* Exercise goal *
Copy out every one of the following entries line for line, without changing a single character.

⁂

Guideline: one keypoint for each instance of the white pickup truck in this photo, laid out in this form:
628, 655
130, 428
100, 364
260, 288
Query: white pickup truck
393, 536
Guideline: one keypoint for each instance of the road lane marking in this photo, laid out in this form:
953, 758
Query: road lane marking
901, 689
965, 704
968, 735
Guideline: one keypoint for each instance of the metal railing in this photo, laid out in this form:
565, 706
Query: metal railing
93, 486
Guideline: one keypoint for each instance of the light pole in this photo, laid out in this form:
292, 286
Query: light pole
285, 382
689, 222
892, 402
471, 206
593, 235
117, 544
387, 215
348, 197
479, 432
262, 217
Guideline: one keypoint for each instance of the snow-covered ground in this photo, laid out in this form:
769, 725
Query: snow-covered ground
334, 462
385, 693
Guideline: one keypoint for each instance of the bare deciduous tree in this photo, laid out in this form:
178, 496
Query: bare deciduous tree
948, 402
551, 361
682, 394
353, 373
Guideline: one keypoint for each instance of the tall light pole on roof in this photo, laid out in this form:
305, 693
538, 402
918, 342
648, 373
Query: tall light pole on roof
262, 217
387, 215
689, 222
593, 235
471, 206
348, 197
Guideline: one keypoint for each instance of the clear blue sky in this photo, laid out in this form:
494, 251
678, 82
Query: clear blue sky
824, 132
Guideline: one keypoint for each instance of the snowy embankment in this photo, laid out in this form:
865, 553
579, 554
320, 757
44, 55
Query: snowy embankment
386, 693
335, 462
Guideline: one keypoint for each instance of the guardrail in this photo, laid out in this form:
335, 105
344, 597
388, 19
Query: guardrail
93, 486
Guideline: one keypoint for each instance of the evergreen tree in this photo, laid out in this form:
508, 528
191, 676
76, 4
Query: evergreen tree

⁂

* Output below *
Guideline: one keypoint for each instance of the white pickup truck in this photo, laid out in this form:
628, 655
130, 428
100, 364
260, 288
Query: white pickup truck
393, 536
Guideline: one keypoint for each instance of the road lane marking in this photo, laid out in this form:
953, 758
Query: road lane marking
901, 689
965, 704
968, 735
Guideline: one keypoint for each instance of the metal railing in this photo, laid out in this form:
565, 706
Query: metal railing
93, 486
Guideline: one keypoint for each instance of the light pole in this photo, laid out in this form:
292, 286
Query: light pole
285, 382
689, 222
892, 402
471, 206
593, 235
117, 544
387, 215
348, 197
479, 432
262, 217
Guideline: one keypoint for each instance of the snow-covered ground in this photo, laid out in this form:
769, 725
Query: snow-covered ground
334, 462
385, 693
Guideline: one keypoint for each instance of the bare deciduous tree in this photo, laid out in this form:
178, 496
Query: bare deciduous tree
948, 402
551, 361
682, 394
353, 373
Guideline: one keypoint for each instance of the tall light pole on roof in this photo, laid out in this form:
305, 693
538, 402
918, 342
648, 373
Query: tall light pole on roof
262, 217
387, 215
689, 222
593, 235
471, 206
348, 197
Guideline: one keypoint for each instance of the clear blue sky in this photo, laid out in this form:
494, 251
678, 82
Query: clear blue sky
824, 132
Guideline: one keypoint for each instance of the snowy embankment in this photo, laid out in this form:
865, 553
579, 554
320, 757
44, 55
Query: snowy embankment
386, 693
335, 462
Guideline: one keypoint for each instance of the guardrail in this photo, laid out in this form:
335, 105
344, 597
388, 19
Query: guardrail
93, 486
Guideline: one keypoint for each instance of the evergreen tree in this photo, laid out in this form:
508, 528
191, 676
76, 4
Query: evergreen tree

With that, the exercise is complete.